• **Exercise requirements**
Reproduce the data exactly and drop any pictures it holds.

• **Entries shown**
::::

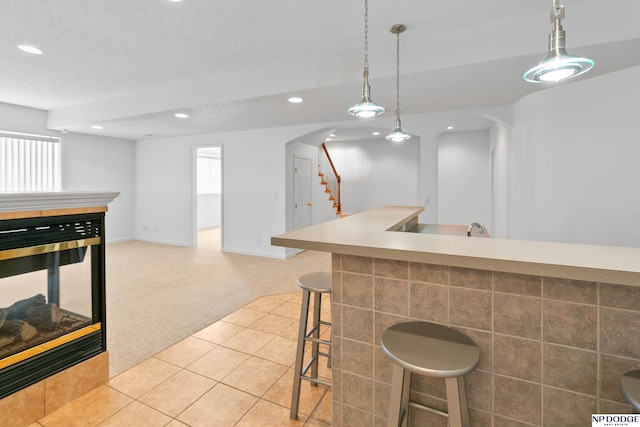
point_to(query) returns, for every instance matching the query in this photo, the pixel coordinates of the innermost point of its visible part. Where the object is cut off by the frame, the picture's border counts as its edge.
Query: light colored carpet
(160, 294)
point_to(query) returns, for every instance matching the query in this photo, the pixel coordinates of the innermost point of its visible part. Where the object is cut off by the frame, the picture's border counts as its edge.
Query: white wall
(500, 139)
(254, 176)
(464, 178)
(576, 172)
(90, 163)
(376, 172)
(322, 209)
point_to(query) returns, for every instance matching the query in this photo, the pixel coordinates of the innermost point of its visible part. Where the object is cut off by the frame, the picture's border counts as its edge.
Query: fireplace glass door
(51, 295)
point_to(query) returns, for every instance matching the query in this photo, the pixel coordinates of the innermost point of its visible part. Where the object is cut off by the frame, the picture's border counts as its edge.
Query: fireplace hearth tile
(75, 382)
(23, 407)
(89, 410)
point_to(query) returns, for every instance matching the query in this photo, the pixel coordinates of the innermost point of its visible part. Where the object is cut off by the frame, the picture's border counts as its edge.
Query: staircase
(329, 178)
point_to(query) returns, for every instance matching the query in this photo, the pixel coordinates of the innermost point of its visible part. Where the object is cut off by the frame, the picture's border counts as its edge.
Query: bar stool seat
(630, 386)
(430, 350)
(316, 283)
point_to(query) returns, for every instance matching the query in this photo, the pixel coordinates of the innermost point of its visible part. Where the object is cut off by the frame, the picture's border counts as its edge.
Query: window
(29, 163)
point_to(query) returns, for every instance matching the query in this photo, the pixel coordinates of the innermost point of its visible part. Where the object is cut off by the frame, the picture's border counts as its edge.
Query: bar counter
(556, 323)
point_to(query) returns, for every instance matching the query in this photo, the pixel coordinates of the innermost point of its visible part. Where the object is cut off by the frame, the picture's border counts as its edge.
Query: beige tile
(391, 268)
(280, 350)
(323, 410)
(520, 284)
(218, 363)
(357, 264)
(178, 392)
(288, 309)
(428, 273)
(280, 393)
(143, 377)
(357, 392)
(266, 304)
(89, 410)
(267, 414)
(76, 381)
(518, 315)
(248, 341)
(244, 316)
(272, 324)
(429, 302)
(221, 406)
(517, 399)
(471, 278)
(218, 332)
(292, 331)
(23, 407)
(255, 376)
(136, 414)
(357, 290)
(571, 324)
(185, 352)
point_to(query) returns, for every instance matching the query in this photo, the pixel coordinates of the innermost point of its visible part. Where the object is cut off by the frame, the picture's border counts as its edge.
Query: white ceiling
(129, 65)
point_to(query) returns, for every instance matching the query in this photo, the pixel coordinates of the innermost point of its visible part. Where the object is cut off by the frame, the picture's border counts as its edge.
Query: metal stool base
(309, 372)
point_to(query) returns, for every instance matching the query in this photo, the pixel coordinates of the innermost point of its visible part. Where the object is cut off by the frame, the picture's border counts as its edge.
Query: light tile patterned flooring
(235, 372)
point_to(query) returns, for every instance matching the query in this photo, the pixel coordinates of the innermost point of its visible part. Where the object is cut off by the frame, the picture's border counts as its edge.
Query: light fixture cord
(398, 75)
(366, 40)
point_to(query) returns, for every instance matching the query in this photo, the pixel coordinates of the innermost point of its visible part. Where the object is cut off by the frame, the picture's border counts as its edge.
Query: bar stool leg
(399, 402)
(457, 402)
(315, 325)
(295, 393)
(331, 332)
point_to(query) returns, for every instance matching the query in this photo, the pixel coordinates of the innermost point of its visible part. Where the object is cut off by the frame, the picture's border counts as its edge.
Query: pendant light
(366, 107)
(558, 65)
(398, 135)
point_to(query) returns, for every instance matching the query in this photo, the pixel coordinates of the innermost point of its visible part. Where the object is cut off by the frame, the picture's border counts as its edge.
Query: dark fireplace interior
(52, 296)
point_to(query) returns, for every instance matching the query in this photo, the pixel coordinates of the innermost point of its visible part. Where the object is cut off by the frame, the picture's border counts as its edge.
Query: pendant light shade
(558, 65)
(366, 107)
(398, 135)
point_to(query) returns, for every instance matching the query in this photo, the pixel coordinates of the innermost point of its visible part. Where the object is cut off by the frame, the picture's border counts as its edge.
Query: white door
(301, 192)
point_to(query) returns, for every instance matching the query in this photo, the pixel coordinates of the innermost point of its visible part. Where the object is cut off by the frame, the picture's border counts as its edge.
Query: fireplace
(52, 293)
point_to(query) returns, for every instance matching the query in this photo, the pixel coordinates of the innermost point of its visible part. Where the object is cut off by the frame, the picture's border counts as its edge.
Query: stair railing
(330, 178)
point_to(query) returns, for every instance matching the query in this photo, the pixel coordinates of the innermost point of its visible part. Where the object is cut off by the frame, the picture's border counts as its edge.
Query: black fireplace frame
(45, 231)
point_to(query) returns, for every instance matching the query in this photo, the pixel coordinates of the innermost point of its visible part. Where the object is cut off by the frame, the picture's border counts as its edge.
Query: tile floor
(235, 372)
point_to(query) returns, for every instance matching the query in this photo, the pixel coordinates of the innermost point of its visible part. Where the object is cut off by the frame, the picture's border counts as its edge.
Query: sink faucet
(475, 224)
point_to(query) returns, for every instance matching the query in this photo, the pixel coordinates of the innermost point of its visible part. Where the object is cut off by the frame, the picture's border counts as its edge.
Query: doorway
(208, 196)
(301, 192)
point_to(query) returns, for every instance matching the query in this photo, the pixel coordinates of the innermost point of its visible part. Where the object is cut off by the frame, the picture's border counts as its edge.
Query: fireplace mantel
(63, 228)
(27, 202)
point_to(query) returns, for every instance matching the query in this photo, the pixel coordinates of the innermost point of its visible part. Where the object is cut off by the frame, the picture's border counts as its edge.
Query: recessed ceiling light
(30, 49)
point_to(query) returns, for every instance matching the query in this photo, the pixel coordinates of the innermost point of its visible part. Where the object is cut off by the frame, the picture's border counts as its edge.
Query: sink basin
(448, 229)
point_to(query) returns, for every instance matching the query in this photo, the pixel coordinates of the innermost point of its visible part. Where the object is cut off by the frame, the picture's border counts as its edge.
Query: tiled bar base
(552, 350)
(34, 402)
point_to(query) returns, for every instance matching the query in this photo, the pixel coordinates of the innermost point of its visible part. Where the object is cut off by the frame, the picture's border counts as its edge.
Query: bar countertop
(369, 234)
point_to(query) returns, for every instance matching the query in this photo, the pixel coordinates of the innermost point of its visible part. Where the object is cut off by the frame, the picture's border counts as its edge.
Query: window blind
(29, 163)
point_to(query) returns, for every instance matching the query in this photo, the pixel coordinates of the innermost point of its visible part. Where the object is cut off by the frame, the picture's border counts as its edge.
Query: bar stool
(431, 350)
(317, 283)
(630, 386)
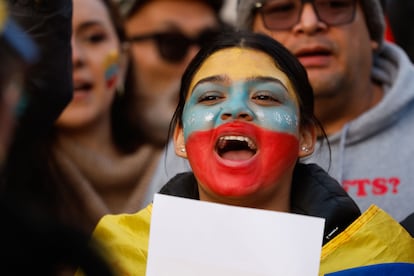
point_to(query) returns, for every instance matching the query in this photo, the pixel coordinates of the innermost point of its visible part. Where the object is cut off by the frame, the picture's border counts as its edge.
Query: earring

::::

• **Written response**
point_to(query) returns, for every instance matching the query in this photo, the pixel coordinates of the innermost point of its visible part. Where the object is cut off by the frame, the picture's border counts as its edge.
Query: light colored carpet
(160, 294)
point_to(query) returns, for every instance matching the query in this photo, the pixel coordinates of the innermost point of its visible part. Where the object is cut off by the frame, the picture's border counts as its edge.
Query: white wall
(500, 139)
(254, 176)
(464, 178)
(576, 172)
(90, 163)
(376, 172)
(322, 209)
point_to(query) returns, for every instance matching the query in this photo, the pixel coordinates of the innermost point of its visible part. Where the object is cut off by the frame, the picture's border counts as its edge.
Query: fireplace glass door
(51, 295)
point_to(query) returns, for every instance matching the query in this photo, the pixel coordinates of the innermost point of its visible part. Where the object is cut off by the frame, the picture's border counts as its edge.
Query: fireplace hearth tile
(75, 382)
(23, 407)
(89, 410)
point_to(query) returns, for every instance matching the query in this photo, the pixel coordinates of the innermost point of its visible part. Where the object is cut off by the frame, the picture's border counts as its edge.
Query: staircase
(329, 178)
point_to(query) returns, for every instance matching the query in this photo, the pixel coordinates of the innermost point of its visible part. Where the object is cut off by the frame, the picture's border counts as its edge.
Query: bar stool seat
(630, 386)
(430, 350)
(316, 283)
point_to(query) returns, for every instance matching the query in this photo, the pixel coordinates of the innermost point of its visible part. Where the object is cut off by the frame, the picture's border counts as its edge.
Query: window
(29, 163)
point_to(query) returns, for every instance matching the query in this photo, the pixel coordinates of the innermost point of its visible part. Where the object is cut off by the frame, the picture's border counts as its edge.
Query: bar counter
(556, 323)
point_to(query) returns, for every instance matching the query in this photo, the pixel coordinates of the innermost point of its visible part. Where the object is cut off by the frame, the picture's border counts as its edge.
Query: beige tile
(391, 268)
(280, 350)
(323, 410)
(520, 284)
(218, 363)
(357, 264)
(178, 392)
(288, 309)
(428, 273)
(280, 393)
(143, 377)
(357, 392)
(266, 304)
(89, 410)
(267, 414)
(76, 381)
(518, 315)
(248, 341)
(244, 316)
(272, 324)
(429, 302)
(221, 406)
(517, 399)
(471, 278)
(218, 332)
(292, 331)
(23, 407)
(255, 376)
(136, 414)
(357, 290)
(571, 324)
(185, 352)
point_to(query) returns, for every instance matching the query in this photo, the pixel coordinates of the innermost point of its visible part. Where the object is cut off by the frame, the picture's border counts as its edge.
Query: white ceiling
(129, 65)
point_to(query) returns, for every instance matching the query in this photo, the pixel coordinates of the innermost point of its visible part. Where the object is cut off by the frame, the picture's border counts as its edge.
Query: metal stool base
(309, 372)
point_to(query) returns, for every instance matching the query in this photo, the pixel coordinates of the innermost point of its visible part. Where the object is cut off by the frame, the picture's border counts as its edge.
Query: light tile patterned flooring
(235, 372)
point_to(query) returns, for every instance matching the query in this photo, the pixel coordinates of the innermost point of its visible part. Where the object is cut off by the frame, the picture's border counts as its edge.
Query: light fixture cord
(398, 75)
(366, 40)
point_to(query) returns, for every instance matching the query in this photo, the pixel coordinates of the innermost point of its visible part. Where the object is cut off by the frame, the picture's border counts as its edge.
Query: bar stool leg
(399, 402)
(457, 402)
(315, 325)
(295, 393)
(331, 332)
point_to(query) returns, for every instance matching the query in this photo, the pixel coordinates of the innermost point of its visible part. Where the object is cut off by the frame, the picture's border counts as its edge.
Query: pendant light
(366, 107)
(558, 65)
(398, 135)
point_to(query) returns, for every instance matching the query in this photo, the pixel coordinates of the innermost point of its visible part. Where the object is cut off by the frame, the picture's border counts as its edge.
Query: dark fireplace interior
(52, 296)
point_to(query) returns, for every instance matching the query in this photo, the pixel coordinates of the innermost point of its visible part. Where the object is cut off by the frame, the picture's border counts as its edge.
Query: pendant light shade
(558, 65)
(366, 107)
(398, 135)
point_to(query) returns, for every instance matching the query in this photo, the pixel coordinates of the innermost point of its visible part. Where the object is cut off by the frame, the picture's border counts as its edge.
Query: white door
(301, 192)
point_to(query) returns, for every instance matching the query in this photo, the pixel coordinates of the innermost point of its visible part. Where the object is cut off by the frame, the picture's border counts as its edge.
Query: fireplace
(52, 293)
point_to(query) returns, for every instance matching the query in this photo, the pixel coordinates of the innermost point of its visible part. Where the object is cut off by the frame, the picture's border counts as its edge.
Query: stair railing
(330, 178)
point_to(query) returns, for every instance matching the query in this photo, the pixel coordinates of the innermost point of its visible part. Where the object is cut off by the frame, the picture's border counts as its edge.
Query: black fireplace frame
(45, 231)
point_to(query) returns, for every instance matching the query in this photo, the pixel coordinates of the innermost point of its visible part. Where the object is cut off by the frame, the picture's border counts as its edge.
Query: tile floor
(235, 372)
point_to(query) returns, for every instance matching the query in this photo, the pixel coordinates of the innermost point of its visible part. Where the object is cut off by the frame, the picture's border counts as its edge.
Query: sink faucet
(475, 224)
point_to(query) returns, for every instance matching the query in this photo, the pixel coordinates of the innermost point of its visible part. Where the object is cut off by the frame, the picture's border counts as its edge.
Query: doorway
(208, 196)
(301, 192)
point_to(query) returns, for every instance matching the query in this photo, the pixel coordinates of the innermost point of its visible part. Where the object is cut off by the frame, the picture's border counts as its edge.
Query: fireplace mantel
(63, 228)
(27, 202)
point_to(query) returns, for every instance matching the query in this photo, the pixel coordinates of the innermost point of its visible part. Where the object is cut off by the frame, the picture's border counts as its edge.
Query: recessed ceiling light
(30, 49)
point_to(query) returns, for every instance matching the query in this photo, the pixel coordinates of the innermost point of its visible part. Where the object is cut off by the frame, the picture's border counts as its edge.
Query: sink basin
(448, 229)
point_to(query) returns, for every instance matching the query in this photo, the pixel coordinates of the innermost point of its visible part. Where the object is cut off by the frame, the picture's border counts as its edge.
Query: tiled bar base
(552, 350)
(34, 402)
point_to(query) returns, for every instance matching the query in this photo, the pixel coordinates of the innermost point of its visible part. Where the object is cut off by the frame, the picture's border counts as its edge.
Query: bar countertop
(369, 234)
point_to(query) returns, for every instance matching the query in this photo, the pixel coordinates of the innermost point of its visible part. Where the object is cut off by the frame, the picture's border counts as its edge.
Query: window blind
(29, 163)
point_to(query) returns, for every instance matching the query in this photo, the pixel coordinates of the innermost point of its visible part. Where the object is cut off by the frame, the picture's border counts as its edge.
Query: bar stool
(431, 350)
(317, 283)
(630, 386)
point_to(query) returns, for every instance matching the query in this photo, the pixel coordinates of the innermost point of its visible part. Where the object is cut off by the frame, the picture's border counts as its edge.
Query: earring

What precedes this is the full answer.